Written instruction 1
Reproduce the records line for line, from the line containing "Target = gray water surface" through the end of the records, including both ends.

Text block
-- START --

Friday, April 28, 2006
Greengrass pulls it off
And from Shawn Levy of The Portland Oregonian: I am here to tell you that Greengrass has fashioned one of the most powerful films I have ever seen, and that watching it makes you value your loved ones and your privileges more, perhaps, than you ever have. He has made a film that makes you feel, makes you think and makes you want to connect. And that, finally, might be the greatest thing that art can do.
First I wanted to see United 93, then I didn't. But now, given the universal acclaim unleashed today in papers around the country, how can I not? Compelled, I'm going to the 7:50 show.
Updated 23:19.
Back from the movie. Thoughts:
+ Theater (in southern Maryland suburb) was half full. Attendees were diverse in age, race and social mode (groups, couples, and I counted three other solo attendees like myself). I'm not sure how I expected people to behave, but I definitely didn't think they'd haul in tubs of popcorn, which many did.
+ The American flag does not make an appearance. There's no mournful/hopeful, flapping star-spangled banner at the beginning or end. This is a movie about an event, not its contemplative and patriotic aftermath. The film does not use hindsight to assign blame, take sides or place any kind of critical lens over the situation. It is only about how confusion and shock move toward a shattering clarity. There is no rhetoric. It is, dare I say, a refreshing and purifying treatment of 9/11.
+ The music score, by John Powell, is pitch perfect and used sparingly and brilliantly (especially at the end).
+ The movie is as much about the air traffic controllers as the passengers. I'd venture to say the controllers have more screentime. Stick through the credits, and you'll see that many of the actual controllers were playing themselves. It must've been terribly humbling to re-live that morning's profound confusion and miscommunication.
+ Of all the glowing reviews, I think Ann Hornaday at The Washington Post comes closest to articulating the urge to make and see a film like this: "There are some filmgoers who will see 'United 93' out of morbid voyeurism, some looking for meaning and catharsis, others simply to bear witness to sacrifice. (On this level, 'United 93' could well become a secular phenomenon on par with 'The Passion of the Christ.')" She hits all the other necessary nails on the head.
+ The cast is extraordinary. No backstory is provided for the characters. There is no indulgence in subplot. The actors don't have a chance to emote. They must simply act -- act oblivious, act terrified, act panicked and then blindly resolute -- and internalize everything else. How they interact is Greengrass' superb accomplishment. There is no engineered drama, no "let's roll" moment. In fact, when "let's roll" comes around, you barely notice it. Their action -- at that place and time -- is a function of urgency and common sense, not heroics.
+ Ebert, as usual, is exactly right: "It is not too soon for 'United 93,' because it is not a film that knows any time has passed since 9/11."
+ Because the characters are treated in such an anonymous and even-handed way, it was frighteningly easy to imagine one of my relatives on board, a victim of chance and circumstance. That's when the film really hits home.

-- END --

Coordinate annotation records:

-- START --

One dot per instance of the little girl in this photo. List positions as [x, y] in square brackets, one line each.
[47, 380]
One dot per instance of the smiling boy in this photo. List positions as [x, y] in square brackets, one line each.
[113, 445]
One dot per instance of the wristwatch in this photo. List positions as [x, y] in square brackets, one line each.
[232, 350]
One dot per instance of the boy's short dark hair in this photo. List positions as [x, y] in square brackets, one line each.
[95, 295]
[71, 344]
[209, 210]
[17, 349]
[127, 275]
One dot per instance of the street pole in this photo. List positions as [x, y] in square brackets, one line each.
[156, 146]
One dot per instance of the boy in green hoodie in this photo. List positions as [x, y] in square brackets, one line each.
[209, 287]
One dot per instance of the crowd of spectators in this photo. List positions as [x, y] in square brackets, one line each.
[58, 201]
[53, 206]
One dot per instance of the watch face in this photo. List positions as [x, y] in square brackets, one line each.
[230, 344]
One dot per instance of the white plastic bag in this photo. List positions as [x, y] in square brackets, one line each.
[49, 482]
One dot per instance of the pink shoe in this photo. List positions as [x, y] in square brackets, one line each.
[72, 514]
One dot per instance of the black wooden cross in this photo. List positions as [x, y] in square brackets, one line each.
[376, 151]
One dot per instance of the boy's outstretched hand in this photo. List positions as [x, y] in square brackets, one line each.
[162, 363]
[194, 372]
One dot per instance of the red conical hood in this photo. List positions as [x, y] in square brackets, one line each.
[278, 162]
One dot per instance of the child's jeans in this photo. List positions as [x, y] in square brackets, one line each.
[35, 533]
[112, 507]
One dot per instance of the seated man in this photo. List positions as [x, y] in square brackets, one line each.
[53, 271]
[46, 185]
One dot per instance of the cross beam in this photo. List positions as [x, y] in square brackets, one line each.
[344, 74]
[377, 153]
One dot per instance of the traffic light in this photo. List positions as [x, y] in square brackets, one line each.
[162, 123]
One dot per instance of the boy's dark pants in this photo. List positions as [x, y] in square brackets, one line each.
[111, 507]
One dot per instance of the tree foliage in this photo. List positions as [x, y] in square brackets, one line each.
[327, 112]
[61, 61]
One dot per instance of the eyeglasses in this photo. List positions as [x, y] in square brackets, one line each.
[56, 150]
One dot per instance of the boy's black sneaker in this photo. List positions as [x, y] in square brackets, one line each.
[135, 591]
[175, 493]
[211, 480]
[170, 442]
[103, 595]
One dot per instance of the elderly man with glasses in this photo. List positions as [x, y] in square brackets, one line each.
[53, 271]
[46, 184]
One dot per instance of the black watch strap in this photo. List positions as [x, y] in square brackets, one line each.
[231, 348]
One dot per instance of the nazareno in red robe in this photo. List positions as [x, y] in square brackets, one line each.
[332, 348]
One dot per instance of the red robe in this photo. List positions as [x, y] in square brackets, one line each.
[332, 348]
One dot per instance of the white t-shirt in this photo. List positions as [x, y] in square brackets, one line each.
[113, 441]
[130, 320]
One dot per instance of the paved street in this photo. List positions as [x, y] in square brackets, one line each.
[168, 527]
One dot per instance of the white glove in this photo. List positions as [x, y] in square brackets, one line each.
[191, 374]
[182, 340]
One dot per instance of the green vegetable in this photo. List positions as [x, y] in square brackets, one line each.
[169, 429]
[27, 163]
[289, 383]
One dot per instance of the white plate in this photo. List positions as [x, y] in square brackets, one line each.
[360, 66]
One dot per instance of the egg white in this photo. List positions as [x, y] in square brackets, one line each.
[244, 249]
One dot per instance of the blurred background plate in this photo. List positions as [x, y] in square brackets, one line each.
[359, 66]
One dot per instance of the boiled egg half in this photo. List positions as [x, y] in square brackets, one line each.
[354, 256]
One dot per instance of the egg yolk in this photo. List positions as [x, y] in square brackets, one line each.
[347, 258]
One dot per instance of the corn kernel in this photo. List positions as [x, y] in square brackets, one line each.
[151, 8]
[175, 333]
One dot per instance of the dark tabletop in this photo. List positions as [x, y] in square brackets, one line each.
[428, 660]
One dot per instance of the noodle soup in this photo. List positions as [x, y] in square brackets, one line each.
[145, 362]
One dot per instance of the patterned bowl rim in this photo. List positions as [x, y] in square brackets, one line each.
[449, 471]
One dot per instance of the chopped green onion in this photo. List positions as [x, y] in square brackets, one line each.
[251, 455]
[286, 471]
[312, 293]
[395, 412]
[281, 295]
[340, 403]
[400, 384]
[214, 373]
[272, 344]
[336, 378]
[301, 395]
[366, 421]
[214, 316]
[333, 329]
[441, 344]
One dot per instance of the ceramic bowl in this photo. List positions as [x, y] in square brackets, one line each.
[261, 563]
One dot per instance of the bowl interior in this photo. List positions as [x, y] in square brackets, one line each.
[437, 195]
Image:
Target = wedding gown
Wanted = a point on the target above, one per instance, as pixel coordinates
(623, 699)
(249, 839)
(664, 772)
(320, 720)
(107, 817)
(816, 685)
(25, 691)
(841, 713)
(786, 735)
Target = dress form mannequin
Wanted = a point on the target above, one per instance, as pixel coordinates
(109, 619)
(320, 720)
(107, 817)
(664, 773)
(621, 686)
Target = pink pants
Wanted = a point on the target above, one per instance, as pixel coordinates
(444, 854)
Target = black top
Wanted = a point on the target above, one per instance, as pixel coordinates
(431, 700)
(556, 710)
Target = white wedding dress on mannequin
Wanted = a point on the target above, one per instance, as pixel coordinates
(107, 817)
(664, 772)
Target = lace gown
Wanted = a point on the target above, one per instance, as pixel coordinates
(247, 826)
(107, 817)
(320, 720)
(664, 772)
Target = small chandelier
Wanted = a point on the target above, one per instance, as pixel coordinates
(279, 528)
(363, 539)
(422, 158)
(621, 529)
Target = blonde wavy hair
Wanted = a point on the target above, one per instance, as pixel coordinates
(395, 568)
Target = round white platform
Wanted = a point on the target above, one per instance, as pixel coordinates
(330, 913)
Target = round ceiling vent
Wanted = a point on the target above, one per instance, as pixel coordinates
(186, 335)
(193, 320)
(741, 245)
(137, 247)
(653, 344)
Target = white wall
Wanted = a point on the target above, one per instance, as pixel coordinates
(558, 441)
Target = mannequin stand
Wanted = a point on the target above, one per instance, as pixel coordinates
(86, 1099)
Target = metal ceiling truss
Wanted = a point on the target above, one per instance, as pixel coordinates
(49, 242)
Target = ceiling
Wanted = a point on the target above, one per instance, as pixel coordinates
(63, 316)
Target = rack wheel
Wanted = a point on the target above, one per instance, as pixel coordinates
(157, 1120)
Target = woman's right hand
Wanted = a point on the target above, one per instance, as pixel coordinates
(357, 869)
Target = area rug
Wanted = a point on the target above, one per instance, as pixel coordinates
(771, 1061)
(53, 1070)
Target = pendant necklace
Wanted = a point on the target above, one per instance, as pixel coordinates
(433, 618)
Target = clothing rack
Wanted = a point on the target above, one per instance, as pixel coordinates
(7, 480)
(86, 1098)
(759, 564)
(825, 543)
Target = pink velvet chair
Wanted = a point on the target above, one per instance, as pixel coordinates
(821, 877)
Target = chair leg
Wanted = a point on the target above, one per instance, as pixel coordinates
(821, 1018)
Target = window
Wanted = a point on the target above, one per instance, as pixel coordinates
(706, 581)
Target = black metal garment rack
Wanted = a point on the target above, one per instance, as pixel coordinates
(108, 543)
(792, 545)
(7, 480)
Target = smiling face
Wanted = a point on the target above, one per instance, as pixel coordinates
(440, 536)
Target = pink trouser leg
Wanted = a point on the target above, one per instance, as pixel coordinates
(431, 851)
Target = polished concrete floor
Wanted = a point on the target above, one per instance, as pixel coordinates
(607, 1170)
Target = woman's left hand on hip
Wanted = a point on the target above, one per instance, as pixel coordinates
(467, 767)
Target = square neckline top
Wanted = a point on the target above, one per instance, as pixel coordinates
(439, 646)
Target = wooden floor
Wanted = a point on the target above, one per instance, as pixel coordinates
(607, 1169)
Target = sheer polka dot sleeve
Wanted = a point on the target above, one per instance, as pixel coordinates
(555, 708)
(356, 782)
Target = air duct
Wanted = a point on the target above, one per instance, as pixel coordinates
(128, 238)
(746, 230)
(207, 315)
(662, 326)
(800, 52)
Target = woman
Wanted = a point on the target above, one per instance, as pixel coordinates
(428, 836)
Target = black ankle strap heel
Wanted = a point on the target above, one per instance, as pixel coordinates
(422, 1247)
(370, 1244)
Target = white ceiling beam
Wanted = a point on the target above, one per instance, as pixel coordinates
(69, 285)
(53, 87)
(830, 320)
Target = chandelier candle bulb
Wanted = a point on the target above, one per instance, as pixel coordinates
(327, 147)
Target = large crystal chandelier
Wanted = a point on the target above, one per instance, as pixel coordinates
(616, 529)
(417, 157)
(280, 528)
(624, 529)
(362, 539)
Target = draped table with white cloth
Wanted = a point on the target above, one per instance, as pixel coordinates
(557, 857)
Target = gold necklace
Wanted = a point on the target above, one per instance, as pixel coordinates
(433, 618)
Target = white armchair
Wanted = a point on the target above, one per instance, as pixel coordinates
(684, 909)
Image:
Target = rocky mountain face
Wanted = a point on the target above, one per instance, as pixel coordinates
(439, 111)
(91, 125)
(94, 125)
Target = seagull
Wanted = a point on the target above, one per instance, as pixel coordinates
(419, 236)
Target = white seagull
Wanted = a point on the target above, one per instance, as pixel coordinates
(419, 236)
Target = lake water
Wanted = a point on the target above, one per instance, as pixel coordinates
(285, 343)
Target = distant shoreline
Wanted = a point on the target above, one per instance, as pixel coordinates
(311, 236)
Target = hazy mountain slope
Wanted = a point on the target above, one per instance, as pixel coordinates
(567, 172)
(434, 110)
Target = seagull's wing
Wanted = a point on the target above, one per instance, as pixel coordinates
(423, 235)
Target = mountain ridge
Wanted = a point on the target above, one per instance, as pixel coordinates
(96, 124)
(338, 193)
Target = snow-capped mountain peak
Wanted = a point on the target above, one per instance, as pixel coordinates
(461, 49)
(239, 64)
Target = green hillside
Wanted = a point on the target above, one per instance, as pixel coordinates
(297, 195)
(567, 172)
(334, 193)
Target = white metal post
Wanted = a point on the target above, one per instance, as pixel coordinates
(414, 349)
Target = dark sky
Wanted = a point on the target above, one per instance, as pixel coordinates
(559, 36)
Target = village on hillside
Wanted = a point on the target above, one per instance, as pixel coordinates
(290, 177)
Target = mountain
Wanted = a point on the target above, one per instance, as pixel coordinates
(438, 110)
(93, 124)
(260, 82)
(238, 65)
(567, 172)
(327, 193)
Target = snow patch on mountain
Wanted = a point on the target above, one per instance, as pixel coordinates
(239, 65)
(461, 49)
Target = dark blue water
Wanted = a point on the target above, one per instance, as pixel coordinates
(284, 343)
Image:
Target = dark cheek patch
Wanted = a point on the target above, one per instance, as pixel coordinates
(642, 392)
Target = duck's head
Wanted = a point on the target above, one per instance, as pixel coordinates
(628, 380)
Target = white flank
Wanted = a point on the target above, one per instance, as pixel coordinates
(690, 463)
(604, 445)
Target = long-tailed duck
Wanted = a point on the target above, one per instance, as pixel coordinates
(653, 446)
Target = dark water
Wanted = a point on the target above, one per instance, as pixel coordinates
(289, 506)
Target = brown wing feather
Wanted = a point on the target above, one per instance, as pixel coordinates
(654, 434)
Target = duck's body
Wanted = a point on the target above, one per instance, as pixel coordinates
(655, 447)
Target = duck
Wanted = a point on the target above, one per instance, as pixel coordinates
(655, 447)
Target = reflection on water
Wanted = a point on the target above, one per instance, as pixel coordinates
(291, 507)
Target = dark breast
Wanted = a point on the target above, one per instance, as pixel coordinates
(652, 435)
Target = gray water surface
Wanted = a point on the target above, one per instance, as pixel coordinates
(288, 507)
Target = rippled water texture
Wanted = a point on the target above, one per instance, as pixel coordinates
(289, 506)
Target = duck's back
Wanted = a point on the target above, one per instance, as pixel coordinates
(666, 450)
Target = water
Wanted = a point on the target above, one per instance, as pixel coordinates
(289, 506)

-- END --

Written instruction 2
List every person named in the post about the film United 93.

Right answer 1
Target = gray water surface
Wanted = a point on the target above, one per instance, as pixel coordinates
(288, 507)
Target = rippled water texture
Wanted = a point on the target above, one per instance, as pixel coordinates
(289, 506)
Target = duck's back
Wanted = a point on the target above, one per instance, as pixel coordinates
(666, 450)
Target = water
Wanted = a point on the target above, one per instance, as pixel coordinates
(289, 506)

Right answer 2
Greengrass
Shawn Levy
John Powell
Ann Hornaday
Ebert